Work to be completed:
Write out the listing exactly as it is given.

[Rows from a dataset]
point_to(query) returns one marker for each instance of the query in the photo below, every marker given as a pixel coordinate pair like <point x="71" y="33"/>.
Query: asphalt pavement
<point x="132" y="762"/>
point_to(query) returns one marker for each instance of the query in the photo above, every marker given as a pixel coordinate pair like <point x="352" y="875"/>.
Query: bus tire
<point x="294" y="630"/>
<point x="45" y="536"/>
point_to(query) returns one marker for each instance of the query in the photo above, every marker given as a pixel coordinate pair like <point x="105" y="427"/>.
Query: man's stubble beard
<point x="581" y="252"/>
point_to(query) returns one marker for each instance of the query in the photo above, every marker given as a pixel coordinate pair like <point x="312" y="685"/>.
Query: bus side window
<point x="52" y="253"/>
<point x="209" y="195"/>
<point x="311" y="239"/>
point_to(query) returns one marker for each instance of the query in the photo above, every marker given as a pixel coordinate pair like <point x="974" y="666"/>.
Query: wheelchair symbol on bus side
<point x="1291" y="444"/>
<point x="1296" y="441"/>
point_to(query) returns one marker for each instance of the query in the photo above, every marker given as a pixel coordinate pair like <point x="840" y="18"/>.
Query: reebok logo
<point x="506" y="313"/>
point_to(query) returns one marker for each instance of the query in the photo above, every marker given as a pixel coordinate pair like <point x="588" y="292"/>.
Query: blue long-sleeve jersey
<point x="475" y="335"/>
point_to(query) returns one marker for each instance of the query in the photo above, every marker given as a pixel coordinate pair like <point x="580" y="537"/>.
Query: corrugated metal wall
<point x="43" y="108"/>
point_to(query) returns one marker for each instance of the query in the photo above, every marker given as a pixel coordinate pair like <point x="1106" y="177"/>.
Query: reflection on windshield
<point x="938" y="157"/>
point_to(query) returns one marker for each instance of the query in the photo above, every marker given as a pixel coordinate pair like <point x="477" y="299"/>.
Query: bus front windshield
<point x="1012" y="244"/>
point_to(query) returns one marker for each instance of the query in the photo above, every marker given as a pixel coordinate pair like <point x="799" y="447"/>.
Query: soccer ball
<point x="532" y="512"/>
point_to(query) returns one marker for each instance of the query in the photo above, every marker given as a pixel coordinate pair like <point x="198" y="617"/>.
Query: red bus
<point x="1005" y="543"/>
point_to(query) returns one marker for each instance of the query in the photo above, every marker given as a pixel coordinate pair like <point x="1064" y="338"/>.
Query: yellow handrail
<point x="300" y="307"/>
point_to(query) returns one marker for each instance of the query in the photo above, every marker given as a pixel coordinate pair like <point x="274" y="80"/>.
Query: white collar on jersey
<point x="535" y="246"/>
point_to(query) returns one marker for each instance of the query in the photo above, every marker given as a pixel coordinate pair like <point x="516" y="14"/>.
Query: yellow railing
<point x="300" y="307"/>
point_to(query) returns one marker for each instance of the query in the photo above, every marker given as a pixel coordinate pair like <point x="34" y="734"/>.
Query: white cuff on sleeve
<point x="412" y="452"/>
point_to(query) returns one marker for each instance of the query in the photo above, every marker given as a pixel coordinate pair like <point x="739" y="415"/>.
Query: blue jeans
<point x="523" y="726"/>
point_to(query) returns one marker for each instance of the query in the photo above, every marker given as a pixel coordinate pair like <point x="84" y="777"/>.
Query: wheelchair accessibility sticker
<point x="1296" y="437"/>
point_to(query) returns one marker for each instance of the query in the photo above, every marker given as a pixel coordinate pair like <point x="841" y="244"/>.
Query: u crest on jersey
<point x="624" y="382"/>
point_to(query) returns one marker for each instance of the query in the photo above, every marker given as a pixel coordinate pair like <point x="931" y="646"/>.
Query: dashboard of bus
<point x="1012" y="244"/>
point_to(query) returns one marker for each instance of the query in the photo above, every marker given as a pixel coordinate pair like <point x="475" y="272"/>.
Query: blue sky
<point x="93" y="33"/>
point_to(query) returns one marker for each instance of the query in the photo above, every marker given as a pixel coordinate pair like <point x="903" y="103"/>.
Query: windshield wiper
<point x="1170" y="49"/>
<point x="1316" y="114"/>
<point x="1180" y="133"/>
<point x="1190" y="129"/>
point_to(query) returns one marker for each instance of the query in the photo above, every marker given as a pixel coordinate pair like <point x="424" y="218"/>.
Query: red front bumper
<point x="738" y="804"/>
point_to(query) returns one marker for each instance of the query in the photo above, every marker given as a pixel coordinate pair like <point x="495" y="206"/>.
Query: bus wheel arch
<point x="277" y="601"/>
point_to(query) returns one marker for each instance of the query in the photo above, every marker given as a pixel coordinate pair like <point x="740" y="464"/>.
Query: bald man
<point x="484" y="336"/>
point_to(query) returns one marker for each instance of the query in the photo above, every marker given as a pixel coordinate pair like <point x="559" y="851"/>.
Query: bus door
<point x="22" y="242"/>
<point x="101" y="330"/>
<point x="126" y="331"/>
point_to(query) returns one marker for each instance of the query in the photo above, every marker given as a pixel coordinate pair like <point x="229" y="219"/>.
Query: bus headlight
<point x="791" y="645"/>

Full solution:
point_to(query) returns one marker for each instance of the query in the photo below, every marker given as a pixel coordinate pair like <point x="71" y="33"/>.
Query: asphalt pavement
<point x="132" y="762"/>
point_to(query) returns one marker for each instance of the query in the photo above, every marker given as a pixel coordinate pair like <point x="352" y="875"/>.
Query: bus tire
<point x="294" y="630"/>
<point x="45" y="536"/>
point_to(query) returns one marker for each instance of the query in the photo above, every marker given as a pixel coordinate pair like <point x="105" y="427"/>.
Query: man's stubble beard
<point x="581" y="252"/>
point_to(query) returns one marker for each instance of the query in the photo above, every marker given as a pixel coordinate pair like <point x="312" y="685"/>.
Query: bus side window
<point x="52" y="253"/>
<point x="209" y="195"/>
<point x="311" y="239"/>
point_to(query) returns one marker for each instance of the query in the photo above, every marker given as a pixel coordinate pair like <point x="974" y="666"/>.
Query: wheelchair symbol on bus side
<point x="1291" y="444"/>
<point x="1296" y="441"/>
point_to(query) returns one marker for each instance of the query in the photo above, every marker given as a pixel coordinate pair like <point x="840" y="18"/>.
Query: reebok logo
<point x="506" y="313"/>
point_to(query) returns one marker for each instance of the query in the photo above, every marker given as a pixel coordinate pair like <point x="588" y="292"/>.
Query: blue long-sleeve jersey
<point x="475" y="335"/>
point_to(query) returns one marker for each instance of the query in the photo above, every marker given as a pixel coordinate pair like <point x="580" y="537"/>.
Query: corrugated metal wall
<point x="43" y="108"/>
point_to(query) returns one marker for each instance of the query in the photo above, every marker given as a pixel coordinate pair like <point x="1106" y="177"/>.
Query: reflection on windshield
<point x="938" y="157"/>
point_to(query) returns one marker for each instance of the query in the photo above, every marker given as a pixel coordinate pair like <point x="477" y="299"/>.
Query: bus front windshield
<point x="1012" y="244"/>
point_to(query) returns one marker for each instance of the query in the photo above, every marker given as a pixel coordinate pair like <point x="799" y="447"/>.
Query: soccer ball
<point x="532" y="512"/>
point_to(query) returns one marker for each instance of the query in the photo above, every marker given as a pixel coordinate pair like <point x="198" y="617"/>.
Query: red bus
<point x="1005" y="543"/>
point_to(query) returns one marker for each instance of the query in the photo above, every marker given as a pixel coordinate pair like <point x="1064" y="338"/>.
Query: yellow handrail
<point x="300" y="307"/>
point_to(query) returns one marker for each instance of the query in the photo above, every marker given as a pixel coordinate pair like <point x="274" y="80"/>.
Query: white collar on jersey
<point x="535" y="246"/>
point_to(query) returns one marker for each instance of the query in the photo above, every marker given as a pixel coordinate pair like <point x="516" y="14"/>.
Query: yellow railing
<point x="300" y="307"/>
point_to(query) returns one marker for each instance of the query in the photo above, every marker given as a pixel coordinate pair like <point x="34" y="734"/>.
Query: white cuff on sleeve
<point x="412" y="452"/>
point_to(query) returns one marker for each instance of the query in the photo above, every marker given as a pixel coordinate pair like <point x="739" y="415"/>.
Query: blue jeans
<point x="523" y="726"/>
point_to(query) returns one marker for each instance of the query in the photo above, every marker given as a pixel coordinate pair like <point x="84" y="777"/>.
Query: wheelchair accessibility sticker
<point x="1296" y="437"/>
point_to(query) returns one marker for each instance of the query in the photo above, every marker given as a pixel coordinate pair like <point x="841" y="244"/>.
Query: u crest on jersey
<point x="624" y="382"/>
point_to(query) returns one marker for each instance of the query in the photo above, every marker given as a pixel coordinate pair like <point x="931" y="646"/>.
Query: dashboard of bus
<point x="1012" y="244"/>
point_to(query) returns one marker for each instance of the query in the photo above, every marker given as a pixel coordinate pair like <point x="475" y="272"/>.
Query: blue sky
<point x="93" y="33"/>
point_to(query) returns one marker for each instance of the query in the photo above, every marker given as a pixel coordinate pair like <point x="903" y="103"/>.
Query: windshield wiper
<point x="1170" y="49"/>
<point x="1316" y="114"/>
<point x="1180" y="133"/>
<point x="1190" y="129"/>
point_to(query) returns one marker for each instance of the query in the photo above, every marker given as a pixel coordinate pair like <point x="424" y="218"/>.
Query: red front bumper
<point x="738" y="804"/>
point_to(query) returns one marker for each instance of the query in the photo above, every marker given as a pixel coordinate pair like <point x="495" y="206"/>.
Query: bus wheel arch
<point x="277" y="601"/>
point_to(query) returns one marker for each instance of the query in the photo above, every marker given as a pixel coordinate pair like <point x="740" y="464"/>.
Query: bald man
<point x="484" y="336"/>
point_to(query) returns one marker for each instance of the query in the photo above, every marker given as a pixel coordinate pair like <point x="559" y="851"/>.
Query: bus door
<point x="22" y="242"/>
<point x="101" y="330"/>
<point x="126" y="331"/>
point_to(query) returns one marker for each instance of the query in the photo above, every marker given as a pixel coordinate pair like <point x="229" y="219"/>.
Query: bus headlight
<point x="791" y="645"/>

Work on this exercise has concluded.